* Goal *
Copy every line between the lines holding "Mark every instance of the runner in blue" and "<point>403,198</point>", inclusive, and adjust each answer coordinate by adding -38 to it. Keep all other text, including the sample coordinates in the format description, unchanged.

* Dataset excerpts *
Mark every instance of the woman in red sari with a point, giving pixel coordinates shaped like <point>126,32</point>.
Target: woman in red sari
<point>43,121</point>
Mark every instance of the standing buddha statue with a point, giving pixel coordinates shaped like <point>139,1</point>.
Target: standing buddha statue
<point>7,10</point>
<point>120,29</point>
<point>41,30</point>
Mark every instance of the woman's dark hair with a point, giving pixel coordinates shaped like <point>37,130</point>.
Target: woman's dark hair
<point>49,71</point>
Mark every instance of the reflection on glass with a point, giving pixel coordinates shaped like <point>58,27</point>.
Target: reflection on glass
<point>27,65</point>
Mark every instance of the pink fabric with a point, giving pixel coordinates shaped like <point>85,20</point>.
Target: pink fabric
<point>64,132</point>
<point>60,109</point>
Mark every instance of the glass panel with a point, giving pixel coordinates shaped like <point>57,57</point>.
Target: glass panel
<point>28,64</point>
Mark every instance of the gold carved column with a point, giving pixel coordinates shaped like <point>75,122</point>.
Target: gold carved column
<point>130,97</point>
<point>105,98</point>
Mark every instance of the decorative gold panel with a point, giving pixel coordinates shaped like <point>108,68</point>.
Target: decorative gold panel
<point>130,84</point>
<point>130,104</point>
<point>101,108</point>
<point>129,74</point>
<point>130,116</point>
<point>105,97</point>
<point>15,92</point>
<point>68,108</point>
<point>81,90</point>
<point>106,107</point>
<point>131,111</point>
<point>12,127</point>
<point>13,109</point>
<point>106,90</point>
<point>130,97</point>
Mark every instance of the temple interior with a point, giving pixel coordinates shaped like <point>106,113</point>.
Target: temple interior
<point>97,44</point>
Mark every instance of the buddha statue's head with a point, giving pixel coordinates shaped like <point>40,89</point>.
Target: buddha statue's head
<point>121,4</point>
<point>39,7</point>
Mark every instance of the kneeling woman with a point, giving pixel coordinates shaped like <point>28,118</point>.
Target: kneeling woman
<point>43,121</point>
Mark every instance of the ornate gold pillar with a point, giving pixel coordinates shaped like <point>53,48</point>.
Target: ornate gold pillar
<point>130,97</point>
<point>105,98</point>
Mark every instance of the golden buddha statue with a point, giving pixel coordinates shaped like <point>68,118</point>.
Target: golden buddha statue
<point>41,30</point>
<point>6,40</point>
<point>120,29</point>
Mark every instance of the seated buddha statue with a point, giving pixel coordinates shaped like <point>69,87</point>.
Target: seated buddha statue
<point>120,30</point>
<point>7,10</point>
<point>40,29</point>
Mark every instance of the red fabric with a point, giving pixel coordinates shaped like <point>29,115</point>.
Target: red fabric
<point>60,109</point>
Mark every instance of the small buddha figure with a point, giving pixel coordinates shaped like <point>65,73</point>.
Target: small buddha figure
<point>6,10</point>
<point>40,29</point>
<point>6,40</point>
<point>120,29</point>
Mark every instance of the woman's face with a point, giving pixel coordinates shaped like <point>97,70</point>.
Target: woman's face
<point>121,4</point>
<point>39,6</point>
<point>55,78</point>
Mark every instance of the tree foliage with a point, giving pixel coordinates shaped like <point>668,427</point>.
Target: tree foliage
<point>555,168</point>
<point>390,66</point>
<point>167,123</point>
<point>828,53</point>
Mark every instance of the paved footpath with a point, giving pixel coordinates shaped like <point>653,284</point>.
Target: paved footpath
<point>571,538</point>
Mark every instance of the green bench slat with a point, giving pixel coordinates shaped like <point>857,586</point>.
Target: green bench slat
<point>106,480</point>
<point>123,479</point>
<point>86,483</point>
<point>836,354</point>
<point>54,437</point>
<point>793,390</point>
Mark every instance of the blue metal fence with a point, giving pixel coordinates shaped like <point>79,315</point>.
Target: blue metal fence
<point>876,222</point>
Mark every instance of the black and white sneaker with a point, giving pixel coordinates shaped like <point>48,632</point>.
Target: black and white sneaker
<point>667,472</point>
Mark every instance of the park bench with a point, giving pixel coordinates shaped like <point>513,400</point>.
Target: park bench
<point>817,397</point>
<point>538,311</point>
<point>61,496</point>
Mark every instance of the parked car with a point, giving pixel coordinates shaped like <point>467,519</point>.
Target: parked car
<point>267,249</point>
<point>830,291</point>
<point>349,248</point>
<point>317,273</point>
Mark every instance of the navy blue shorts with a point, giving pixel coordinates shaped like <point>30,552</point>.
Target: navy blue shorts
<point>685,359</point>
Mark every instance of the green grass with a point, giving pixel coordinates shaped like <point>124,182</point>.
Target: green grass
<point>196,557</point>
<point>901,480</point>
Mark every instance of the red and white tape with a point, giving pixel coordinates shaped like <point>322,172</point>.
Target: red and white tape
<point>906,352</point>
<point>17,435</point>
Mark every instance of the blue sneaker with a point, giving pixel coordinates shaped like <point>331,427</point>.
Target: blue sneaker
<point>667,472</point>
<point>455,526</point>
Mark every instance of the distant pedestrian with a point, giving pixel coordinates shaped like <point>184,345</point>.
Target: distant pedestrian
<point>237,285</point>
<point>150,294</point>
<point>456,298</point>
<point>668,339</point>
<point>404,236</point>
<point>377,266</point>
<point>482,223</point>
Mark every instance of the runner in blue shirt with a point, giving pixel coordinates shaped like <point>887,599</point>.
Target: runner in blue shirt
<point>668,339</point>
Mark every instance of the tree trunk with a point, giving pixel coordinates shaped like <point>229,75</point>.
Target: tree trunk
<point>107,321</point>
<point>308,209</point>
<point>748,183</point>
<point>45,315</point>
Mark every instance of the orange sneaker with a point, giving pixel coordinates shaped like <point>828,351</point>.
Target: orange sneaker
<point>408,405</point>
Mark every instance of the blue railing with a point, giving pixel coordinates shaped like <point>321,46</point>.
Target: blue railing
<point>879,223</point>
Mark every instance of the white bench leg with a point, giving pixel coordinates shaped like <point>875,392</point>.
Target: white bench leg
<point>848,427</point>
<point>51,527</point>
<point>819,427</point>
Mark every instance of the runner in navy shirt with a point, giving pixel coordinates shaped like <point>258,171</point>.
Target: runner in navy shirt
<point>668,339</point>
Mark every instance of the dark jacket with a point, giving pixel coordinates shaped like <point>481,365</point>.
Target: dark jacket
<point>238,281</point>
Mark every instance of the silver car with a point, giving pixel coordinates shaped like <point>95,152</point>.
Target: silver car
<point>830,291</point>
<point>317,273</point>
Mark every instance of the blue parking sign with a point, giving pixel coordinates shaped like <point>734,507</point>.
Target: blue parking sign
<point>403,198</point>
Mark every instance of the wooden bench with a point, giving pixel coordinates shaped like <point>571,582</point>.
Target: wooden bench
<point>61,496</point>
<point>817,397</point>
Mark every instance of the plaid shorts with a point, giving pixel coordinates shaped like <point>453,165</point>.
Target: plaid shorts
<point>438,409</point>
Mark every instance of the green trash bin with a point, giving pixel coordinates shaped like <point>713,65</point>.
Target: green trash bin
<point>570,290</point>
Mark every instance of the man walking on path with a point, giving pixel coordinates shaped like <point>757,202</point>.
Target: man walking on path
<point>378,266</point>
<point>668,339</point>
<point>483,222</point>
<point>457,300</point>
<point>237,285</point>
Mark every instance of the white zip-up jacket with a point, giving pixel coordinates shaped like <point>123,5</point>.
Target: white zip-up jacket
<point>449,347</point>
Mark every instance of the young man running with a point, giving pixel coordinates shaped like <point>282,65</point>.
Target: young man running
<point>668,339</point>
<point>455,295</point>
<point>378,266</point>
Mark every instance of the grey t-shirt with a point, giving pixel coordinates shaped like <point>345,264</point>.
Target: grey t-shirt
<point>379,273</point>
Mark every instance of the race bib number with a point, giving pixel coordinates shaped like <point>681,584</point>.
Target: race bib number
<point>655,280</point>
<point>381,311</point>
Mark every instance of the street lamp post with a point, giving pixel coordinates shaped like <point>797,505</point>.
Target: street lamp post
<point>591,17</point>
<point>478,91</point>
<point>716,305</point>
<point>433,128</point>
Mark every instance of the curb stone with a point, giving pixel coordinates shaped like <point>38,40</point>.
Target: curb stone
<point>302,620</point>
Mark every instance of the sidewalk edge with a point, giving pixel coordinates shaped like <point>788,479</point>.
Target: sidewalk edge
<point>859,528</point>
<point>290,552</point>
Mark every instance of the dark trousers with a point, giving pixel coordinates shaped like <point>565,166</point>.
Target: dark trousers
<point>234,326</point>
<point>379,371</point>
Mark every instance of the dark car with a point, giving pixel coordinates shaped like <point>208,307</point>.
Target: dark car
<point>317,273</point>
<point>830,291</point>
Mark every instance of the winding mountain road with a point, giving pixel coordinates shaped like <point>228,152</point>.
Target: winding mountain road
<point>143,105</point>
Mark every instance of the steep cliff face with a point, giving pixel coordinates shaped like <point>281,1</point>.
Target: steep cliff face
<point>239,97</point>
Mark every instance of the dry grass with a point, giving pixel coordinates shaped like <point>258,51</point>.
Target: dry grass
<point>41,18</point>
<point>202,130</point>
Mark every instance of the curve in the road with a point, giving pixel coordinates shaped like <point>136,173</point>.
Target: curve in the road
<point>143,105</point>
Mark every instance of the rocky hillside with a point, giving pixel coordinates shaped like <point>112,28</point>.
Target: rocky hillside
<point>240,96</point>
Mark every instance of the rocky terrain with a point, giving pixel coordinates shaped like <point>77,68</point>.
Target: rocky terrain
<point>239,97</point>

* Exercise response *
Mark every instance of the runner in blue shirt with a point, giving pixel coordinates shaped like <point>887,599</point>.
Target: runner in blue shirt
<point>630,301</point>
Mark every instance of the tree trunk with a point, giving pixel coordinates shaped like <point>229,75</point>.
Target: tree trunk
<point>69,283</point>
<point>270,171</point>
<point>710,145</point>
<point>7,277</point>
Mark every instance of the orange sneaker with a point, giving pixel coordinates shaped like <point>828,351</point>.
Target: orange sneaker
<point>370,367</point>
Mark every instance of the blue railing with a point, giving pixel coordinates shaped like <point>321,46</point>.
Target: blue railing
<point>841,185</point>
Mark every instance of the white bench leg with a point, giving pixel coordinates shaped like <point>875,392</point>.
Target: white bench leg
<point>810,389</point>
<point>13,489</point>
<point>781,389</point>
Mark every instance of the runner in navy shirt with a point, giving pixel coordinates shaped like <point>258,171</point>.
Target: runner in navy shirt
<point>630,301</point>
Mark every instance of the dark jacket with a point, giving pixel coordinates shaped like <point>481,365</point>.
Target: dark jacket
<point>200,243</point>
Mark every instance of the silver car with a point, giving pixel coordinates shaped like <point>95,152</point>.
Target: silver car
<point>792,253</point>
<point>279,235</point>
Mark every instance of the blue parking sign with a point, giving pixel coordinates shaped like <point>734,507</point>.
Target: blue parking sign
<point>365,160</point>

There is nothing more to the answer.